[Text to read]
============
Astronomy provides the most obvious proof of an old universe: Astronomers have discovered a universe billions of light-years across, full of galaxies and galaxy clusters, and even larger structures. If the universe were only 6000 years old, we would not see anything farther than 6000 light-years away -- a small section of our galaxy and an infinitessimal point of the universe.
Humphreys attempts to use general relativity to explain how the earth could be only six thousand years old, at the same time that the rest of the universe is old enough for its light to reach us. According to general relativity, the deeper you are in a gravity well, the slower time goes. Humphreys theory is that God created the universe as a white hole. During the fourth day of creation, the white hole was next to (or inside) the earth, so only one day passed by on earth while thousands to billions of years passed by in the rest of the universe.
Unfortunately, Humphreys uses the white hole in his theory only to slow down time on the earth, and does not consider *any* other physical consequenses of a white hole adjacent or inside the earth. What would be the gravitational effect on the earth, other planets, the sun, other stars, our galaxy, nearby galaxies, distant galaxies? Humphreys wrote on page 9 that our galaxy is "a very typical galaxy." Would a typical galaxy have an object many orders of magnitde more massive than the rest of the galaxy, near the edge?
A white hole shrinks by spewing matter out.
============
[Raw data]
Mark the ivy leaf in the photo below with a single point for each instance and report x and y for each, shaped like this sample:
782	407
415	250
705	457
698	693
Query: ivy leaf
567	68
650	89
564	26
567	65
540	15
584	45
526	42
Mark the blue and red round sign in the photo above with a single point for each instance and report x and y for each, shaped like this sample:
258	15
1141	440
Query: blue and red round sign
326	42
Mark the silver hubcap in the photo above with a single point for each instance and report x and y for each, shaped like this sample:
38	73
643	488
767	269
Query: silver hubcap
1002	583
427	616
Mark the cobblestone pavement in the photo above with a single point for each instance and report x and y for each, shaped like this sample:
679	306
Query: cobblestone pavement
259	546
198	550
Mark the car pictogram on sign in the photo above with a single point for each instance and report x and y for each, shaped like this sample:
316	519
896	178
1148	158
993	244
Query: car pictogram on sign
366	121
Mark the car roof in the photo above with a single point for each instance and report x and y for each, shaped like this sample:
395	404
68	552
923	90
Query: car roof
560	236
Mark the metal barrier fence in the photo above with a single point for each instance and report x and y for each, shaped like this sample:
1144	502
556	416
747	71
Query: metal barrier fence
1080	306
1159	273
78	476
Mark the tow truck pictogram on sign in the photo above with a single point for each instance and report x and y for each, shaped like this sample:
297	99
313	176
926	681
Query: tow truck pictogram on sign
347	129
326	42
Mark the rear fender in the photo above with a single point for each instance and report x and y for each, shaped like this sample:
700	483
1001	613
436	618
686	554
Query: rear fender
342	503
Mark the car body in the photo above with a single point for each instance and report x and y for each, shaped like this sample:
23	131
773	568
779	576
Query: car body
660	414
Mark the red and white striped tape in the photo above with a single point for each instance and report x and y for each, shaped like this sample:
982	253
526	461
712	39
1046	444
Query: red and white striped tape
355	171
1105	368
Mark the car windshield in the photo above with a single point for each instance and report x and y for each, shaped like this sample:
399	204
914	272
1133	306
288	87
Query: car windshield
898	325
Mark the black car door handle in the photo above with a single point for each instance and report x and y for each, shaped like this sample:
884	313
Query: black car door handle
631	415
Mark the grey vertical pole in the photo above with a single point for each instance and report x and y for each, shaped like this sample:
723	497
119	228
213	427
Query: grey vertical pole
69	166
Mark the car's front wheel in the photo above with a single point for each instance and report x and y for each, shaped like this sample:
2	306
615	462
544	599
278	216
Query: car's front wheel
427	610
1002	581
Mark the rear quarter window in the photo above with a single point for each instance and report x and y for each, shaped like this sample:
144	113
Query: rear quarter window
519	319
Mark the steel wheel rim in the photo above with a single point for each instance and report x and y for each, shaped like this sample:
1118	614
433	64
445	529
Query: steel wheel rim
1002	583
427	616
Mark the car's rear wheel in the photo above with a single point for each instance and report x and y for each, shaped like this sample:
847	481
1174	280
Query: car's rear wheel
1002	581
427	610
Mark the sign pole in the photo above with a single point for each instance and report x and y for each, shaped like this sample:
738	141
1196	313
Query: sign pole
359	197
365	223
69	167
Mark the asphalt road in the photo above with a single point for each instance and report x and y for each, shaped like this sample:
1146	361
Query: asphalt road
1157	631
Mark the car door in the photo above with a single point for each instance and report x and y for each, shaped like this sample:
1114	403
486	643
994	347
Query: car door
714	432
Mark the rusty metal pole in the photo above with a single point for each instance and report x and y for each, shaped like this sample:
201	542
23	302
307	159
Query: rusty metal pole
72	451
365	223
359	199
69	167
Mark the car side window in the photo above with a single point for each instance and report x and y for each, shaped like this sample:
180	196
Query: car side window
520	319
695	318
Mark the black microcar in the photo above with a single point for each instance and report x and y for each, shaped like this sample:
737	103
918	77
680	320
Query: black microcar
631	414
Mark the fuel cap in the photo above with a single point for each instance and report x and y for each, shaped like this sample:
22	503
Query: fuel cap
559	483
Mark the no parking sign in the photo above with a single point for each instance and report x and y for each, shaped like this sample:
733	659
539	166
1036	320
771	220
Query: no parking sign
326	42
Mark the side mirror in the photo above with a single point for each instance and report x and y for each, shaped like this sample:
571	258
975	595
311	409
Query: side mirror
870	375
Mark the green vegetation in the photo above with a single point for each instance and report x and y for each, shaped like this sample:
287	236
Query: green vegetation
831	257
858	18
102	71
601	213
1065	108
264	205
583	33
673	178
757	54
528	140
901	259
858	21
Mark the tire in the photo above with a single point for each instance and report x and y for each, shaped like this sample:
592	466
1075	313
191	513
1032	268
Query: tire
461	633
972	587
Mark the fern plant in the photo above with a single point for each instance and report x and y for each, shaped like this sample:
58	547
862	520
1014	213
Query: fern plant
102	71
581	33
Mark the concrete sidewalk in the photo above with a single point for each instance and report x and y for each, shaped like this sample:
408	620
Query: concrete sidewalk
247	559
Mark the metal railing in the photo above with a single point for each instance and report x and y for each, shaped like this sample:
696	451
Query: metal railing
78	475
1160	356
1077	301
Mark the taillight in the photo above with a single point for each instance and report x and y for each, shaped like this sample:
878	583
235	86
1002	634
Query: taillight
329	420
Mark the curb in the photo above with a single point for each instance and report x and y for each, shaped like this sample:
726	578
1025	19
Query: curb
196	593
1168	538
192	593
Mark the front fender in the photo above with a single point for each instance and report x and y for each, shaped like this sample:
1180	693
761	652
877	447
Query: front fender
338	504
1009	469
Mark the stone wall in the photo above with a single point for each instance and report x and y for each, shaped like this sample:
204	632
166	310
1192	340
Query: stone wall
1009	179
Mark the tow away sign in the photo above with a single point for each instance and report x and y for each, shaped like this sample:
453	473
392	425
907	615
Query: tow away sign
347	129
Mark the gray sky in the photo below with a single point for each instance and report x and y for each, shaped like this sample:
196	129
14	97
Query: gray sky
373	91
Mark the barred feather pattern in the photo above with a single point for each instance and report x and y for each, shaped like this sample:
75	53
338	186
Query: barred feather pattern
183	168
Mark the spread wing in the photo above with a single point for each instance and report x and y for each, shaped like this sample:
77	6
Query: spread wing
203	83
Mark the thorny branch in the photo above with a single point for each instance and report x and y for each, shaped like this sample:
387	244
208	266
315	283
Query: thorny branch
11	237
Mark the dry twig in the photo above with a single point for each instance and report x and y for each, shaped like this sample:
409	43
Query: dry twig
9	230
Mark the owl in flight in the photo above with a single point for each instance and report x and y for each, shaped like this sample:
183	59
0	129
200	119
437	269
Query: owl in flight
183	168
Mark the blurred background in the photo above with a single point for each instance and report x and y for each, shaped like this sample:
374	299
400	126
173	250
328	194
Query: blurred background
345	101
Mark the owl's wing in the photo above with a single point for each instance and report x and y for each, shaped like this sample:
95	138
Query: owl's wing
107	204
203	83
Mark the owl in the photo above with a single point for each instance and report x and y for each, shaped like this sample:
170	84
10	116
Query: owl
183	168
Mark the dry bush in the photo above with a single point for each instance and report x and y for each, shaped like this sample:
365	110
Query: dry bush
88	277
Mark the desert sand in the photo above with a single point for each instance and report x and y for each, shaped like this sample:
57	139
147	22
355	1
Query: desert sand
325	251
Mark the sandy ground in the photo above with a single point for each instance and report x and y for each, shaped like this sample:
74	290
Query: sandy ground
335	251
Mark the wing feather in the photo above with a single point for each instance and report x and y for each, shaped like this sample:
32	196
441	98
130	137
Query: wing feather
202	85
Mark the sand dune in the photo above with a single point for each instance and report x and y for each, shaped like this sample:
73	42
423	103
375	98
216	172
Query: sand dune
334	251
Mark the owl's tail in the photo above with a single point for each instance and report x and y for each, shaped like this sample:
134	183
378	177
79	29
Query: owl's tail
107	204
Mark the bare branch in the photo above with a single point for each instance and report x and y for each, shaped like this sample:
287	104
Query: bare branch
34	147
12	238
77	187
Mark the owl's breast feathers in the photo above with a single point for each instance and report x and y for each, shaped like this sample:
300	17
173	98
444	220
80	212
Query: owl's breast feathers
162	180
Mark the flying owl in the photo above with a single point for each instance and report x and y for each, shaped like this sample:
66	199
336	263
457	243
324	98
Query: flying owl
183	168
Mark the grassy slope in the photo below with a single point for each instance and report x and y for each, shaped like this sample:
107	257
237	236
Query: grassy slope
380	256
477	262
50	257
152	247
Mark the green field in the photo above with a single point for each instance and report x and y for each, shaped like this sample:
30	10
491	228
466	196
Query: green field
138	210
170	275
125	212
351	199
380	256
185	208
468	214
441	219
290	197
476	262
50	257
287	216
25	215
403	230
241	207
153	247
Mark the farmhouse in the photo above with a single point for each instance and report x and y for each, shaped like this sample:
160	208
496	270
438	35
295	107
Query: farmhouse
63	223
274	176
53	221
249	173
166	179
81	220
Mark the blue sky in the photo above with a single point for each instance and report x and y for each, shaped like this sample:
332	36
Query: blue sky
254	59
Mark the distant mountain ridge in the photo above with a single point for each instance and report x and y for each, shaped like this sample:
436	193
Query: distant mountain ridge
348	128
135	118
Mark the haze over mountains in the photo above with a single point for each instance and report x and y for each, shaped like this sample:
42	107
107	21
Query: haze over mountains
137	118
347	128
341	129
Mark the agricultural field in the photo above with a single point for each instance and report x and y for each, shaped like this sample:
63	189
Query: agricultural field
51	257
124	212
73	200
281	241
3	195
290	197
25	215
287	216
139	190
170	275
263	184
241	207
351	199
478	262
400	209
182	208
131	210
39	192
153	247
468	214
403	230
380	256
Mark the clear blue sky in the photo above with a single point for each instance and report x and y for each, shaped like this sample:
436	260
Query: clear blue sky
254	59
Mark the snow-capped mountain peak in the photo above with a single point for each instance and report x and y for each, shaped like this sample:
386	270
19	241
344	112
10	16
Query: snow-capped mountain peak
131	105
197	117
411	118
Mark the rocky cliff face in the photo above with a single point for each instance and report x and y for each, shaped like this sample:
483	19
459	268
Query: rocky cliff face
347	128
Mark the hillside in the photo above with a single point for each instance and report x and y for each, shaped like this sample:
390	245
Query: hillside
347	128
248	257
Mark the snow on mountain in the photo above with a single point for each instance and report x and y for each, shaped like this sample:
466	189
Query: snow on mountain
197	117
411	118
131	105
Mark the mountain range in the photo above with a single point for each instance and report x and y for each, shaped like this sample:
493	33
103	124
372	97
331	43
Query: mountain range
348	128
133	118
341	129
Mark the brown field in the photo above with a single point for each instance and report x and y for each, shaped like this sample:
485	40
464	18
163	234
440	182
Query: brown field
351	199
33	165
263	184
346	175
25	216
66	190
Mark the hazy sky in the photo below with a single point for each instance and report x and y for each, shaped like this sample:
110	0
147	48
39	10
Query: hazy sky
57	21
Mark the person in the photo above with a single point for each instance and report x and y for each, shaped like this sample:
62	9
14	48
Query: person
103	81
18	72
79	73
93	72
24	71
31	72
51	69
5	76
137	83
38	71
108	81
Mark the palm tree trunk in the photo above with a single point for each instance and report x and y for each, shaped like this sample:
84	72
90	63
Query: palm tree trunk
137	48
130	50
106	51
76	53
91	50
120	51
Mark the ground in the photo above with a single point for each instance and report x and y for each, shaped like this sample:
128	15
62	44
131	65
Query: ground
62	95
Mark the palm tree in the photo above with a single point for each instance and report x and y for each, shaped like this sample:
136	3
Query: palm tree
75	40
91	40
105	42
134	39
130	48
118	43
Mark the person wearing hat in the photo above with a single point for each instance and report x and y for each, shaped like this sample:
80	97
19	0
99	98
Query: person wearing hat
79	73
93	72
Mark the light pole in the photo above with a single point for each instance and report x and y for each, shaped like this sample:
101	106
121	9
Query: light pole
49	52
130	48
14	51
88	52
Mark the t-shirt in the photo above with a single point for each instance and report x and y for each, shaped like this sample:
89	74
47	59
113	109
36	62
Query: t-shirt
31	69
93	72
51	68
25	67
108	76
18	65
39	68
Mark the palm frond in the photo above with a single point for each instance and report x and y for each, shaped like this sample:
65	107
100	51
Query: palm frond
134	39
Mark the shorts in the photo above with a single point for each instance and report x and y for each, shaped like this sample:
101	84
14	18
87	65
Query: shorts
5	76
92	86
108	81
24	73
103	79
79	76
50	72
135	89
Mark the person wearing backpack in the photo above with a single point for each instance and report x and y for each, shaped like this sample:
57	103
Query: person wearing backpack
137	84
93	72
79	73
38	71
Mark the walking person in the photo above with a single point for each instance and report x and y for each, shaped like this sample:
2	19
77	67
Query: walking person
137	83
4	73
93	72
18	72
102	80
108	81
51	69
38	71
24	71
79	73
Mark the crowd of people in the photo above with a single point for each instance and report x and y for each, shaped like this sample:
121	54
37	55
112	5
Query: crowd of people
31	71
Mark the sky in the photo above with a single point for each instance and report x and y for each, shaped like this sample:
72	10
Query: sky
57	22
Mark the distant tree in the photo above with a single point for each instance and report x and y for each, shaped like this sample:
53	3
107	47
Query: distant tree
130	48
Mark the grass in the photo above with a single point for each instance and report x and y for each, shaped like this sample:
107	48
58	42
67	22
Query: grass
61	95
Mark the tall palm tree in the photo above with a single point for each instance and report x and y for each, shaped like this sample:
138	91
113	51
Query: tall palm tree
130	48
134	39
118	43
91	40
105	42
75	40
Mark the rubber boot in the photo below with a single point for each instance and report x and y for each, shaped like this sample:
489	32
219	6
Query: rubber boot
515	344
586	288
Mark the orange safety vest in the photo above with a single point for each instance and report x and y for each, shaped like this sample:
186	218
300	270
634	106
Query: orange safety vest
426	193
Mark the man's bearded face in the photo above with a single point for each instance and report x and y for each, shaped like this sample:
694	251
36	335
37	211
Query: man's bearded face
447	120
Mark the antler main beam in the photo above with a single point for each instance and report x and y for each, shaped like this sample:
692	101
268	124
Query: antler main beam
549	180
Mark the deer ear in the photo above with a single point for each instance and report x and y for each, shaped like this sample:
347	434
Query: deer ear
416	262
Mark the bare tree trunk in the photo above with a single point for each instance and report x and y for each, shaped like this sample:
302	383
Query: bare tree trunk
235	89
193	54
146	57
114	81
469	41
============
[Job] Transcribe the passage above on the age of the universe, from "Humphreys attempts to" to "rest of the universe.".

[Full output]
Humphreys attempts to use general relativity to explain how the earth could be only six thousand years old, at the same time that the rest of the universe is old enough for its light to reach us. According to general relativity, the deeper you are in a gravity well, the slower time goes. Humphreys theory is that God created the universe as a white hole. During the fourth day of creation, the white hole was next to (or inside) the earth, so only one day passed by on earth while thousands to billions of years passed by in the rest of the universe.